抜粋 ::
■ ■ ■ ■ ■
今回RTKLIB v.2.1.0 をリリースした方は多分ここを読んでいると思うので書いておくと、もしRTKPOSTの実行で問題が発生した場合は、問い合わせる前にまずOptions - Output - Output Debug TraceをLevel 4に設定して、再実行して下さい。実行すると出力ファイルと同一ディレクトリに<出力ファイル>.traceの名前のデバッグトレースファイルが生成されるので、そのファイルとできるだけ詳細な状況を書き添えて、問い合わせ下さい。
MSDN, Visual C++ファイルの再配布
RTKLIB v.2.1.0のコンソールAPが「指定されたプログラムは実行できません」と言われて実行できない問題を指摘されたので検索。標準C(89)の機能しか使っていないただのコンソールAPなのになんかもの凄く面倒。やっぱりVisual
Studioをサポートするのはもうやめようか。ということでVisual
C++ 2008をインストールしていない環境でRTKLIB付属コンソールAPのバイナリを実行しようとすると、上記問題が発生するかも知れません。その場合は恐れ入りますが自分でソースをコンパイルして利用下さい。次の版ではできるだけどんな環境でもちゃんと動くコンソールAPを添付します。
■ ■ ■ ■ ■
課題内容 ::
上のRTKLIBに関する抜粋のうち、「MSDN, Visual C++ファイルの再配布」から「コンソールAPを添付します。」までを両端も含めてそのまま書き写せ。
■ ■ ■ ■ ■
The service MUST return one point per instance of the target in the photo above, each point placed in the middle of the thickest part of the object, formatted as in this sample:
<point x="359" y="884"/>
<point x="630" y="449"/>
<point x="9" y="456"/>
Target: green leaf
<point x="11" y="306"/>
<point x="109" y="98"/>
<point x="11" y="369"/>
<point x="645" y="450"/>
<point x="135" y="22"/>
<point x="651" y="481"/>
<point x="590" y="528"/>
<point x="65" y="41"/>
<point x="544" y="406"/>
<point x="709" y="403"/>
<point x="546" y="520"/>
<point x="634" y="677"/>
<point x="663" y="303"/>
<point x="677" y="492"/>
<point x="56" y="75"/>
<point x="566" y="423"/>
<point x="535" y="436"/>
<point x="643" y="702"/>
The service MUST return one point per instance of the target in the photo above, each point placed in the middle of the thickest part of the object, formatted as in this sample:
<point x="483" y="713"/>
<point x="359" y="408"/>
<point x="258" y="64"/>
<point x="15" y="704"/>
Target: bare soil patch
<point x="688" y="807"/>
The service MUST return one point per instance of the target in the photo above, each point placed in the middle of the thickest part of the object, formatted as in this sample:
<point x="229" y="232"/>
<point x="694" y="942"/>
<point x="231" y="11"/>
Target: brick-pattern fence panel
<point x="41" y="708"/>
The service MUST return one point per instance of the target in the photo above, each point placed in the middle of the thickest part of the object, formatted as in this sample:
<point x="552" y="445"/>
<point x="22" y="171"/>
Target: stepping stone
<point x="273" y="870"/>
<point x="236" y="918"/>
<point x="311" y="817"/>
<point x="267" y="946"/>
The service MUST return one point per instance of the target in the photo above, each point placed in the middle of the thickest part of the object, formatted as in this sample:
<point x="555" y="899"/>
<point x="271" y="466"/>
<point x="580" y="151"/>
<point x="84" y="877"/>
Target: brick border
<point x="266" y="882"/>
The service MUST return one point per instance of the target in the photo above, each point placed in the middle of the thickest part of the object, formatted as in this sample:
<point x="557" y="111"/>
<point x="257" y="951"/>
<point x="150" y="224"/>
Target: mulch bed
■ ■ ■ ■ ■
解答 ::
MSDN, Visual C++ファイルの再配布
RTKLIB v.2.1.0のコンソールAPが「指定されたプログラムは実行できません」と言われて実行できない問題を指摘されたので検索。標準C(89)の機能しか使っていないただのコンソールAPなのになんかもの凄く面倒。やっぱりVisual
Studioをサポートするのはもうやめようか。ということでVisual
C++ 2008をインストールしていない環境でRTKLIB付属コンソールAPのバイナリを実行しようとすると、上記問題が発生するかも知れません。その場合は恐れ入りますが自分でソースをコンパイルして利用下さい。次の版ではできるだけどんな環境でもちゃんと動くコンソールAPを添付します。